» Goal: Quote each line word for word, from the start of the records through the line that contains "# an instance may span several separate parts", both ends included.

(Collected data entries)
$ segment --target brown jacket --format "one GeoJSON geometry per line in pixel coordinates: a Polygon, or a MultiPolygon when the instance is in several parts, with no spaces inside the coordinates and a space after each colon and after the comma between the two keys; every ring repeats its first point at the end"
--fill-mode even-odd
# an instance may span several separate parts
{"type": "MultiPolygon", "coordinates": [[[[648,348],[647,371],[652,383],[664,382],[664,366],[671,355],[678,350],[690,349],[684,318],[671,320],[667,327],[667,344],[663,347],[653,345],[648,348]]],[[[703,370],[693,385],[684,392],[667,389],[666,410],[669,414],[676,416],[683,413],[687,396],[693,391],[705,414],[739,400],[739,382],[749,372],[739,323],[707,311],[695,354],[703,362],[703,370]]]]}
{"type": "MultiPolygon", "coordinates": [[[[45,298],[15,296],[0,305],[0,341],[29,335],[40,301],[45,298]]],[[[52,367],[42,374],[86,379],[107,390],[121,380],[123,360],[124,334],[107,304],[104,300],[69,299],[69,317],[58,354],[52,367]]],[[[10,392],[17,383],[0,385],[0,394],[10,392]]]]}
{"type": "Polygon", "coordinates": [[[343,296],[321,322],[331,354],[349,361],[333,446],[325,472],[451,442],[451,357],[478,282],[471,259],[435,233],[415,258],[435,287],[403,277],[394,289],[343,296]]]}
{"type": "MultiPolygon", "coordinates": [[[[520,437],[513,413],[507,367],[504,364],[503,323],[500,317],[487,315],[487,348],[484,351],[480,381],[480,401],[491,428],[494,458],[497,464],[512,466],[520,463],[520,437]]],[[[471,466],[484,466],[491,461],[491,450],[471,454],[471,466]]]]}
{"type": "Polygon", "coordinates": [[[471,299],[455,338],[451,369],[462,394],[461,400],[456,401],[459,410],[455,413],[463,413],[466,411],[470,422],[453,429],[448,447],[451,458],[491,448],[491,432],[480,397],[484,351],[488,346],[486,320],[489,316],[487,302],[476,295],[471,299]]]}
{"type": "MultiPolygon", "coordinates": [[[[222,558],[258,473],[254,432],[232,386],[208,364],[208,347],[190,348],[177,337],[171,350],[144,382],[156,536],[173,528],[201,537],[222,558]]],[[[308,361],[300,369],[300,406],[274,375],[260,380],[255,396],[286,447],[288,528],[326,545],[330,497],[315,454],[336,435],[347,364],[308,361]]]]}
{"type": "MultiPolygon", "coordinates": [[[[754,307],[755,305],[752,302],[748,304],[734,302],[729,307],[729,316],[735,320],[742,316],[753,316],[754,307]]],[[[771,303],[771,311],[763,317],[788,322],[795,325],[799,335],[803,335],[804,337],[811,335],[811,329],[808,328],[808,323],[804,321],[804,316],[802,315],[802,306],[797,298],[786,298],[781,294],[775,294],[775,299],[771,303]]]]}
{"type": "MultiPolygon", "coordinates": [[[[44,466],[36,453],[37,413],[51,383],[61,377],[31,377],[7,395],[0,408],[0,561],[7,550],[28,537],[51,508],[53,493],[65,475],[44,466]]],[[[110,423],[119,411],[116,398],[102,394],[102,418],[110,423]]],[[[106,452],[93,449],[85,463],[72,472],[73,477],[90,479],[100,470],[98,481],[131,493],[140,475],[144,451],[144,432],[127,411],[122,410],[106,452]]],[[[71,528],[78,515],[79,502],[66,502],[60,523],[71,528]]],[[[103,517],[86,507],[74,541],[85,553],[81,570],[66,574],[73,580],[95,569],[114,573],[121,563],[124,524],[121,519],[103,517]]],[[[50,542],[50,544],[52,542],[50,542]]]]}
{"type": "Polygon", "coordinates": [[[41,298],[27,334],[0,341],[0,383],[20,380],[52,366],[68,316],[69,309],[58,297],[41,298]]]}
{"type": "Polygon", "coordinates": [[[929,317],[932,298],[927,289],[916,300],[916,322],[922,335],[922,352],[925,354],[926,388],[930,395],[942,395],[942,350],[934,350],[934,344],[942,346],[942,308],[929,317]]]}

» Answer to the problem:
$ segment --target brown jacket --format "one GeoJSON geometry per line in pixel coordinates: a Polygon, or a MultiPolygon when the instance is in several parts, with no spaces inside the coordinates and a space after each colon and after the comma between the two keys; every ring repeats its first point at the end"
--fill-mode even-odd
# an instance may span several separate parts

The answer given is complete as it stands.